Eno and Byrne first worked together on More Songs About Buildings and Food, the 1978 album by Byrne's band Talking Heads. My Life in the Bush of Ghosts was primarily recorded during a break between the Talking Heads albums Fear of Music (1979) and Remain in Light (1980), both produced by Eno. Eno had also recently recorded Fourth World, Vol. 1: Possible Musics with Jon Hassell, who intended to collaborate with Eno and Byrne on the album, but could not afford to fly to California for the recording sessions. Upon hearing the tapes, Hassell felt "outraged" at what he felt was an appropriation of his music.

Eno described My Life as a "vision of a psychedelic Africa". Rather than conventional pop or rock singing, most of the vocals are sampled from other sources, such as commercial recordings of Arabic singers, radio disc jockeys, and an exorcist. Musicians had previously used similar sampling techniques, but, according to Guardian writer Dave Simpson, sampling had never before been used "to such cataclysmic effect". In 2001, Eno cited Holger Czukay's experiments with dictaphones and shortwave radios as earlier examples of sampling. He felt that the "difference was, I suppose, that I decided to make [sampling] the lead vocal". The release was delayed while legal rights were sought for the large number of samples used on the album. A sample of evangelist Kathryn Kuhlman performing an exorcism intended for "The Jezebel Spirit" was refused by her estate as they objected to the context it was to be used in.

Soon after the album was released, the Islamic Council of Great Britain objected to the use of samples of Qur'anic recital in the track "Qu'ran", considering it blasphemy. Byrne and Eno removed the track from later pressings. In 2006, Byrne said:

We thought, "Okay, in deference to somebody's religion, we'll take it off." You could probably argue for and against monkeying with something like that. But I think we were certainly feeling very cautious about this whole thing. We made a big effort to try and clear all the voices, and make sure everybody was okay with everything ... So I think in that sense we reacted maybe with more caution than we had to.

Two tracks on the album, "Regiment" and "The Carrier", sample the voice of Lebanese singer Dunya Younes (credited in the album's liner notes as Dunya Yusin). Although Byrne and Eno took care to clear the samples with the label that released the album from which her vocals had been sampled, as well as paid for the sampling accordingly, Younes was unaware of the use of her voice on the album until 2017. Both songs were taken down from streaming services after a family representative contacted the duo a year later, and the songs were later reinstated when the issue was settled amicably out of court; Younes ultimately expressed flattery with her recording's inclusion, crediting it with helping expose Lebanese culture to a wider audience.

▶ _Problems to solve_:
1. Decide whether each statement agrees with the text on My Life in the Bush of Ghosts. For each of (a), (b) and (c), answer yes or no and quote the words of the text that settle it.
(a) Jon Hassell flew to California to take part in the recording sessions.
(b) The Islamic Council of Great Britain objected to the samples of Qur'anic recital in the track "Qu'ran".
(c) Dunya Younes did not know her voice was used on the album until 2017.
2. Carry on the text about My Life in the Bush of Ghosts from the point where it stops.
The records that come after this text are separate material.

[Saved entries]

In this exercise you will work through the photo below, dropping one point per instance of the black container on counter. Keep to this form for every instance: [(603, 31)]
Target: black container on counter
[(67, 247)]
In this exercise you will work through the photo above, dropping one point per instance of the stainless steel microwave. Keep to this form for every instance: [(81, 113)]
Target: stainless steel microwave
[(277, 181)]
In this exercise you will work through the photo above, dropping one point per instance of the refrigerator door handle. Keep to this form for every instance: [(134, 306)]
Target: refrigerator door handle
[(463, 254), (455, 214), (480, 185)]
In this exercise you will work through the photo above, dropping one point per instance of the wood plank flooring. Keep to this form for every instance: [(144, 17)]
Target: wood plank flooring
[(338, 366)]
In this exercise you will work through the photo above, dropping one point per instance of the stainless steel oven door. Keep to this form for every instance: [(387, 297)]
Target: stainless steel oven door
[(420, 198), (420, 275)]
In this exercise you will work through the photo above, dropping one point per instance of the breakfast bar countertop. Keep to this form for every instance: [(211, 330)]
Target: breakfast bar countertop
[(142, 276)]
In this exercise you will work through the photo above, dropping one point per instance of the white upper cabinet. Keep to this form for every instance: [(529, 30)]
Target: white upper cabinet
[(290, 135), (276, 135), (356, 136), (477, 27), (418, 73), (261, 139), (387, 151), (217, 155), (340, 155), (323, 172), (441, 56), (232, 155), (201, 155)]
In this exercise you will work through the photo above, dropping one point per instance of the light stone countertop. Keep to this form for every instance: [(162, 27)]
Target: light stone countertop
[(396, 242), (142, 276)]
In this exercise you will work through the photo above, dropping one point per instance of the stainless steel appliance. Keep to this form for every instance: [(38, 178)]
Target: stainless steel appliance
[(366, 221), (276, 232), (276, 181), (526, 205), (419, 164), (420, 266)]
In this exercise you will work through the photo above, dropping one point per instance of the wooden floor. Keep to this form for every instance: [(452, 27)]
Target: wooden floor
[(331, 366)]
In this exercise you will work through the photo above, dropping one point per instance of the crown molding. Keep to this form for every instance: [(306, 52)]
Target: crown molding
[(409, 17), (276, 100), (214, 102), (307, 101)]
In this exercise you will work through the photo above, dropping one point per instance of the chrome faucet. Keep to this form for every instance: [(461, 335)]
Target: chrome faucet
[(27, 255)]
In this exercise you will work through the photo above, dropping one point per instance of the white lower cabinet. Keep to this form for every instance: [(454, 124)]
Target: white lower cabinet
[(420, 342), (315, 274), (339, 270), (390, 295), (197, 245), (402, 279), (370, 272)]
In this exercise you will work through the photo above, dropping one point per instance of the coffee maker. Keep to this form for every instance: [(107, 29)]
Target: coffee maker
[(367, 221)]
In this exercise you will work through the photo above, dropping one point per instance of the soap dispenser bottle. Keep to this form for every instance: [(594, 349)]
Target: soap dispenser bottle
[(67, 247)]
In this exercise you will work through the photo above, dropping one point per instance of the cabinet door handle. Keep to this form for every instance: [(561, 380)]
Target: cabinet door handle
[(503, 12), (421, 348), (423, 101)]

▶ _Exercise responses_:
1.
(a) No: "could not afford to fly to California for the recording sessions"
(b) Yes: "the Islamic Council of Great Britain objected to the use of samples of Qur'anic recital in the track "Qu'ran", considering it blasphemy"
(c) Yes: "Younes was unaware of the use of her voice on the album until 2017"

2.
===Samples===
The following notes are adapted from the album's liner notes and indicate the voices sampled.

Side one
1. "America Is Waiting" – Ray Taliaferro of KGO Newstalk AM 810 (unidentified in the liner notes); San Francisco, April 1980.
2. "Mea Culpa" – inflamed caller and smooth politician replying, both unidentified; radio call-in show, New York, July 1979.
3. "Regiment" – Dunya Younes, Lebanese mountain singer; from "Abu Zeluf" on Music in the World of Islam, Volume One: The Human Voice (Tangent TGS 131).
4. "Help Me Somebody" – Reverend Paul Morton; broadcast sermon, New Orleans, June 1980.
5. "The Jezebel Spirit" – unidentified exorcist; New York, September 1980.
Side two

1. - "Qu'ran" – Algerian Muslims chanting the Qur'an; from "Recitation of Verses of the Qu'ran" on Music in the World of Islam, Volume One: The Human Voice (Tangent TGS 131).
2. "Moonlight in Glory" – The Moving Star Hall Singers (from Johns Island, South Carolina); from Sea Island Folk Festival (Folkways FS 3841), produced by Guy Carawan.
3. "The Carrier" – Dunya Younes (same source as track 3)
4. "A Secret Life" – Samira Tewfik, Lebanese popular singer; from Les Plus Grands Artistes du Monde Arabe (EMI).
5. "Come with Us" – unidentified radio evangelist; San Francisco, April 1980.

==Production==
===Packaging===
The original package design was created by Peter Saville. The cover image was created by pasting small cutout humanoid shapes onto a monitor and pointing a camera at it to create video feedback, infinitely multiplying the shapes. Byrne said of the process: "Somehow, despite it being very techie, these techniques also seemed analogous to what we were doing on the record. It was funky as well as being techie. Extremely lo-tech, actually, and not what you were supposed to do with a TV set."

===Music videos===
The official short films accompanying two tracks, "America Is Waiting" and "Mea Culpa", were each made by collage filmmaker Bruce Conner.

==Critical reception and legacy==

According to music journalist Simon Reynolds, many initial reviews of My Life in the Bush of Ghosts dismissed the album as "an eggheads-in-the-soundlab experimental exercise." In Rolling Stone, Jon Pareles rated the album four out of five stars and applauded it as "an undeniably awesome feat of tape editing and rhythmic ingenuity" that generally avoids "exoticism or cuteness" by "complementing the [speech] sources without absorbing them". Village Voice critic Robert Christgau was less impressed, giving it a "C+" and finding the recordings "as cluttered and undistinguished as the MOR fusion and prog-rock it brings to the mind's ear," while lacking "the songful sweep of Remain in Light or the austere weirdness of Jon Hassell".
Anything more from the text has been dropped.